BEGIN

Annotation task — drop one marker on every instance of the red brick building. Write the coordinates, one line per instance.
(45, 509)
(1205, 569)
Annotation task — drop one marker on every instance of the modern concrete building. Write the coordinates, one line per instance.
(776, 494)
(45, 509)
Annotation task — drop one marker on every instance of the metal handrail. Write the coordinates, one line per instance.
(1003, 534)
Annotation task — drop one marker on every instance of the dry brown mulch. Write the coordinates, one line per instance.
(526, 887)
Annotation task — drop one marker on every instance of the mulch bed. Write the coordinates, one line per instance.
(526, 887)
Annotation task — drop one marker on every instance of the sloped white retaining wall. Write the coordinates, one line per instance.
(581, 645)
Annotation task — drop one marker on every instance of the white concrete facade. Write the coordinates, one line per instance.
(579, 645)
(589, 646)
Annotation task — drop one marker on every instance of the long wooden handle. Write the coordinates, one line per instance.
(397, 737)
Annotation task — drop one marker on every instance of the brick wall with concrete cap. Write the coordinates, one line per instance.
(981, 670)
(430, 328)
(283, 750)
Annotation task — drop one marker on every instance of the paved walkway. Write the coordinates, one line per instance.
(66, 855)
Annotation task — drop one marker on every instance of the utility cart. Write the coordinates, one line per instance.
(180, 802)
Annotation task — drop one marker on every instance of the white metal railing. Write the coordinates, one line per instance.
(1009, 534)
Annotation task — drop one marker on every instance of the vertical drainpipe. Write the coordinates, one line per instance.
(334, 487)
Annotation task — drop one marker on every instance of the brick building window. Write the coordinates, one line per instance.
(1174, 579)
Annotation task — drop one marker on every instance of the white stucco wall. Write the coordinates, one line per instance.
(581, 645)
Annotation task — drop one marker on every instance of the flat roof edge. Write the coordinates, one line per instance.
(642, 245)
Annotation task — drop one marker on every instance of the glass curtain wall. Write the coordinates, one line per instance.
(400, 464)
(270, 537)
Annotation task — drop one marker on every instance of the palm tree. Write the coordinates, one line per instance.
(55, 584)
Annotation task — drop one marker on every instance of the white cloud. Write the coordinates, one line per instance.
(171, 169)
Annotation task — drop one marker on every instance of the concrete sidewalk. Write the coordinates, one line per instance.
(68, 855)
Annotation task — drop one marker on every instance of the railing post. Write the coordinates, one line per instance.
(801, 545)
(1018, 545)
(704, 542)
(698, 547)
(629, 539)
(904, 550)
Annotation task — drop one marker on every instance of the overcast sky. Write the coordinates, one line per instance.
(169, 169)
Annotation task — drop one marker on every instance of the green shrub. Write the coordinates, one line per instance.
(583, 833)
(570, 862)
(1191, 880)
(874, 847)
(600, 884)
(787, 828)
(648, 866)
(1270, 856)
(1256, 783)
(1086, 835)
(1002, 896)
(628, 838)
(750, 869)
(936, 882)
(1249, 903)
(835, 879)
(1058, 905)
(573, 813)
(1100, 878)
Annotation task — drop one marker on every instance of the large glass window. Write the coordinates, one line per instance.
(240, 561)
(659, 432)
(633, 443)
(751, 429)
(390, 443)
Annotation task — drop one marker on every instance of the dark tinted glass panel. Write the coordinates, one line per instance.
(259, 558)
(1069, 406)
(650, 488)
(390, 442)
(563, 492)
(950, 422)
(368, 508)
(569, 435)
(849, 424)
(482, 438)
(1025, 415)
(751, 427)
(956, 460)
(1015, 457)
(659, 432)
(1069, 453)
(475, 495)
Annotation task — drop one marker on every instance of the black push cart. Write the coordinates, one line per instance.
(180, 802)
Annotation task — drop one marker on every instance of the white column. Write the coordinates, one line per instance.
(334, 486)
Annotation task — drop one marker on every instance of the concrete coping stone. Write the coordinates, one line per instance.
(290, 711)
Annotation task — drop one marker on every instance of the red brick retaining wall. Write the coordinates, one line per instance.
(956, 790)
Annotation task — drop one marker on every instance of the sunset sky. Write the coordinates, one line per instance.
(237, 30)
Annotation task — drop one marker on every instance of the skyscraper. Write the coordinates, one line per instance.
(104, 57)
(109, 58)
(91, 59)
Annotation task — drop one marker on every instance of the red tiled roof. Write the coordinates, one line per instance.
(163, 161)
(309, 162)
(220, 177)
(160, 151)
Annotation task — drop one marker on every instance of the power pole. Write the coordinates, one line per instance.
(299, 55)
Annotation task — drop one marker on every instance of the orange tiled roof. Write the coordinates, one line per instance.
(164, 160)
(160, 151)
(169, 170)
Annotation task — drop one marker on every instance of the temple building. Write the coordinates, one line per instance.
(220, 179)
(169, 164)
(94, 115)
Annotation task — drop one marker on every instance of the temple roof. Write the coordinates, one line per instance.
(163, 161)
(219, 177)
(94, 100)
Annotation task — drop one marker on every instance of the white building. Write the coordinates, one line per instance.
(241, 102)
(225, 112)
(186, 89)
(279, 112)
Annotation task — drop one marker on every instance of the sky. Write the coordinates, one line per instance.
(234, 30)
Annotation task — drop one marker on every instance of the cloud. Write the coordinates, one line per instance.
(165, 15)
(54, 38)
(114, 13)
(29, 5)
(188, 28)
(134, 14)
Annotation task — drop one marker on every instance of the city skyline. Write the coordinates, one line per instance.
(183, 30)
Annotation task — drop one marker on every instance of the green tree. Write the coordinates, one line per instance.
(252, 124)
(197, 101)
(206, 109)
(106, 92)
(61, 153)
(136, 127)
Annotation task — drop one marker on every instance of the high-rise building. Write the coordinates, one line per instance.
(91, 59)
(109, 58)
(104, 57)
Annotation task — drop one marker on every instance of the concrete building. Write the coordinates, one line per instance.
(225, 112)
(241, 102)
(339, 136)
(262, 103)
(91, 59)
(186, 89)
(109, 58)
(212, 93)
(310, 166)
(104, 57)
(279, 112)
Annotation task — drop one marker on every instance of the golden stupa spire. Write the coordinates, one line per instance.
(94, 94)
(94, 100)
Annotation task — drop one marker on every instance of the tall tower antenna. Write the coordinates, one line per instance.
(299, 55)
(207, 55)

END

--- GIVEN REQUEST ---
Copy the listing above word for word, keeping every line in its original order.

--- RIGHT ANSWER ---
Annotation task — drop one marker on every instance of the red brick building. Write the coordinates, one line per instance.
(45, 509)
(1205, 569)
Annotation task — drop one marker on every instance of the modern concrete building. Write the coordinates, one line per instance.
(776, 494)
(45, 509)
Annotation task — drop one marker on every instance of the metal handrail. Write the coordinates, one line per instance.
(1003, 534)
Annotation task — drop one marker on every instance of the dry brown mulch. Write the coordinates, one line per instance.
(526, 887)
Annotation task — drop one marker on every instance of the mulch bed. Write the coordinates, one line per instance.
(526, 887)
Annotation task — drop one marker on every instance of the sloped white retaining wall. Write the coordinates, one line per instance.
(581, 645)
Annotation task — drop one marker on every instance of the white concrete facade. Write the coordinates, one line per instance.
(579, 645)
(589, 646)
Annotation task — drop one marker on every instance of the long wooden handle. Write the coordinates, one line per instance.
(397, 737)
Annotation task — drop one marker on every instance of the brick wall with concrete cap. Write the coordinates, one line per instance.
(981, 670)
(430, 328)
(283, 750)
Annotation task — drop one marker on every instance of the paved walkway. Write the coordinates, one line per instance.
(66, 855)
Annotation task — drop one marker on every instance of the utility cart. Write the coordinates, one line per instance.
(180, 802)
Annotation task — drop one marker on every instance of the white metal railing. Write the coordinates, one line per instance.
(1009, 534)
Annotation task — drop one marker on every instance of the vertical drainpipe. Write the coordinates, one line per instance.
(334, 487)
Annotation task — drop one marker on every instance of the brick building window. Write the coordinates, one line per instance.
(1174, 579)
Annotation task — drop one marker on every instance of the white stucco wall. Write the coordinates, one line per instance.
(581, 645)
Annotation task — drop one marker on every instance of the flat roof edge. Write the coordinates, one line per instance.
(642, 245)
Annotation task — drop one marker on every instance of the glass curtain wall. Write the coordinates, one line per instance.
(400, 464)
(270, 537)
Annotation task — drop one marker on every instance of the palm tree. Write the coordinates, one line per instance.
(55, 584)
Annotation task — drop one marker on every instance of the white cloud. Write the coordinates, one line per instance.
(171, 169)
Annotation task — drop one marker on every instance of the concrete sidewalk. Write the coordinates, one line per instance.
(68, 855)
Annotation task — drop one marker on every instance of the railing post. Write the coordinates, one line per instance.
(801, 545)
(1018, 545)
(704, 542)
(698, 547)
(629, 539)
(904, 550)
Annotation task — drop one marker on every instance of the overcast sky. Write the coordinates, one line per instance.
(169, 169)
Annotation task — drop one marker on every instance of the green shrub. Write the coordinates, one line per instance.
(583, 833)
(570, 862)
(1191, 880)
(874, 847)
(600, 884)
(787, 828)
(648, 866)
(1270, 856)
(1256, 783)
(1086, 835)
(1002, 896)
(628, 838)
(750, 869)
(936, 882)
(1249, 903)
(835, 879)
(1058, 905)
(573, 813)
(1100, 878)
Annotation task — drop one marker on every instance of the large glass window. Write the coordinates, one line per instance.
(240, 561)
(659, 432)
(633, 443)
(751, 429)
(390, 443)
Annotation task — drop one marker on every instance of the dark tinted glass panel. Write the coordinates, one line per instance.
(259, 558)
(1069, 406)
(650, 488)
(390, 442)
(563, 492)
(950, 422)
(368, 508)
(569, 435)
(849, 424)
(482, 438)
(1025, 415)
(751, 427)
(956, 460)
(1015, 457)
(659, 432)
(1069, 453)
(475, 495)
Annotation task — drop one marker on every instance of the black push cart. Write the coordinates, one line per instance.
(180, 802)
Annotation task — drop one marker on every instance of the white column. Write the coordinates, one line per instance.
(334, 486)
Annotation task — drop one marker on every instance of the concrete coping stone. Write the coordinates, one line per instance.
(290, 711)
Annotation task — drop one marker on every instance of the red brick retaining wall. Write the coordinates, one line per instance.
(956, 790)
Annotation task — drop one marker on every instance of the sunset sky. Write the coordinates, one line per instance.
(237, 30)
Annotation task — drop one marker on every instance of the skyscraper. Write the coordinates, one line per instance.
(104, 57)
(109, 58)
(91, 59)
Annotation task — drop one marker on every instance of the red tiled roof. Write the coordinates, one line per instance.
(163, 161)
(309, 162)
(220, 177)
(160, 151)
Annotation task — drop one marker on every instance of the power pole. Write the coordinates, one line per instance.
(299, 55)
Annotation task — drop one marker on every instance of the orange tiled roof. Write the coordinates, one line per instance.
(164, 160)
(160, 151)
(169, 170)
Annotation task — drop one marker on every instance of the temple building. Write the coordinates, one line per instance.
(220, 179)
(169, 164)
(94, 115)
Annotation task — drop one marker on every instance of the temple roof. Write the coordinates, one line per instance.
(163, 161)
(219, 177)
(94, 100)
Annotation task — drop one marker on every instance of the white building. Write the coordinates, one line per instance.
(241, 102)
(225, 112)
(186, 89)
(279, 112)
Annotation task — drop one marker on every instance of the sky. Write the coordinates, one line per instance.
(234, 30)
Annotation task — drop one marker on every instance of the cloud. Write the coordinates, one line per instance.
(165, 15)
(54, 38)
(114, 13)
(29, 5)
(188, 28)
(134, 14)
Annotation task — drop one marker on every instance of the city skyline. Write the coordinates, one line per instance.
(183, 30)
Annotation task — drop one marker on every instance of the green tree. Write the coordinates, one line per instance.
(252, 124)
(197, 101)
(206, 109)
(106, 92)
(61, 153)
(136, 127)
Annotation task — drop one marker on every instance of the high-rise building. Write the coordinates, one line per instance.
(91, 59)
(109, 58)
(104, 57)
Annotation task — drop one marker on every instance of the concrete building. Write the coordinates, one line per instance.
(225, 112)
(241, 102)
(339, 136)
(262, 103)
(91, 59)
(186, 89)
(109, 58)
(212, 93)
(310, 166)
(104, 57)
(279, 112)
Annotation task — drop one marker on every instance of the golden stupa spire. Write the coordinates, one line per instance.
(94, 94)
(94, 100)
Annotation task — drop one marker on every instance of the tall tower antenna. Write the coordinates, one line per instance.
(299, 55)
(207, 55)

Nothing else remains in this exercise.